◆ **PROVIDED PASSAGE**
>> START

3.2           RS-485 troubleshooting
3.2.1         Introduction
              RS-485 is the most common asynchronous voltage standard in use today for multi-drop
              communication systems since it is very resistant to noise, can send data at high speeds (up
              to 10 Mbps), can be run for long distances (5 km at 1200 Bps, 1200m at 90 Kbps), and is
              easy and cheap to use.
                The RS-485 line drivers/receivers are differential chips. This means that the TX and RX
              wires are referenced to each other. A one is transmitted, for example, when one of the
              lines is +5 Volts and the other is 0 Volts. A zero is then transmitted when the lines reverse
              and the line that was + 5 volts is now 0 volts and the line that was 0 Volts is now +5
              volts. In working systems the voltages are usually somewhere around +/– 2 volts with
              reference to each other. The indeterminate voltage levels are +/– 200 mV. Up to 32
              devices can be connected on one system without a repeater. Some systems allow the
              connection of five legs with four repeaters and get 160 devices on one system.




              Figure 3.6
              RS-485 Chip

                Resistors are sometimes used on RS-485 systems to reduce noise, common mode
              voltages and reflections.
                Bias resistors of values from 560 Ohms to 4k Ohms can sometimes be used to reduce
              noise. These resistors connect the B+ line to + 5 volts and the A- line to ground. Higher
              voltages should not be used because anything over +12 volts will cause the system to fail.
              Unfortunately, sometimes these resistors can increase the noise on the system by allowing
              a better path for noise from the ground. It is best not to use bias resistors unless required
              by the manufacturer.
                Common mode voltage resistors usually have a value between 100k and 200k Ohms.
              The values will depend on the induced voltages on the lines. They should be equal and as
              high as possible and placed on both lines and connected to ground. The common mode
              voltages should be kept less then +7 Volts, measured from each line to ground. Again,
              sometimes these resistors can increase the noise on the system by allowing a better path
              for noise from the ground. It is best not to use common mode resistors unless required by
              the manufacturer or as needed.
                The termination resistor value depends on the cable used and is typically 120 Ohms.
              Values less than 110 Ohms should not be used since the driver chips are designed to drive
                                                                           RS-485 fundamentals 53

      a load resistance not less than 54 Ohms, being the value of the two termination resistors
      in parallel plus any other stray resistance in parallel. These resistors are placed between
      the lines (at the two furthest ends, not on the stubs) and reduce reflections. If the lines are
      less than 100 meters long and speeds are 9600 baud or less, the termination resistor
      usually becomes redundant, but having said that, you should always follow the
      manufacturers' recommendations.

>> END

◆ **TASKS FOR THIS EXERCISE**
1. Answer these questions from the RS-485 troubleshooting text:
(a) How many devices can be connected on one system without a repeater?
(b) What range of values does it give for bias resistors?
(c) What is the typical value of the termination resistor?
2. Carry on the RS-485 troubleshooting text, starting after its final sentence.

◆ **SUPPLIED INFORMATION**

>> START

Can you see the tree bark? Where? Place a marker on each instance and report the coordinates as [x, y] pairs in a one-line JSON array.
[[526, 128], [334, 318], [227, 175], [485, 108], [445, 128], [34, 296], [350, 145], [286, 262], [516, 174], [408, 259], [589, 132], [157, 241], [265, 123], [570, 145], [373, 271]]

>> END

◆ **EXERCISE RESPONSES**
1.
(a) Up to 32 devices.
(b) From 560 Ohms to 4k Ohms.
(c) 120 Ohms.

2.
3.3   RS-485 vs. RS-422
      In practice, RS-485 and RS-422 are very similar to each other and manufacturers often
      use the same chips for both. The main working difference is that RS 485 is used for 2
      wire multi-drop half duplex systems and RS-422 is for 4-wire point-to-point full duplex
      systems. Manufacturers often use a chip like the 75154 with two RS-485 drivers on
      board as an RS-422 driver. One driver is used as a transmitter and the other is dedicated
      as a receiver. Because the RS-485 chips have three states, TX, RX and high impedance,
      the driver that is used as a transmitter can be set to high impedance mode when the driver
      is not transmitting data. This is often done using the RTS line from the RS-232 port.
      When the RTS goes high (+ voltage) the transmitter is effectively turned off by being put
      the transmitter in the high impedance mode. The receiver is left on all the time, so data
      can be received when it comes in. This method can reduce noise on the line by having a
      minimum of devices on the line at a time.

3.4   RS-485 installation
      Installation rules for RS-485 vary per manufacturer and since there are no standard
      connectors for RS-485 systems, it is difficult to define a standard installation procedure.
      Even so, most manufacture procedures are similar. The most common type of connector
      used on most RS-485 systems is either a one-part or two-part screw connector. The
      preferred connector is the 2-part screw connector with the sliding box under the screw
      (phoenix type). Other connectors use a screw on top of a folding tab. Manufacturers
      sometimes use the DB-9 connector instead of a screw connector to save money.
      Unfortunately, the DB-9 connector has problems when used for multidrop connections.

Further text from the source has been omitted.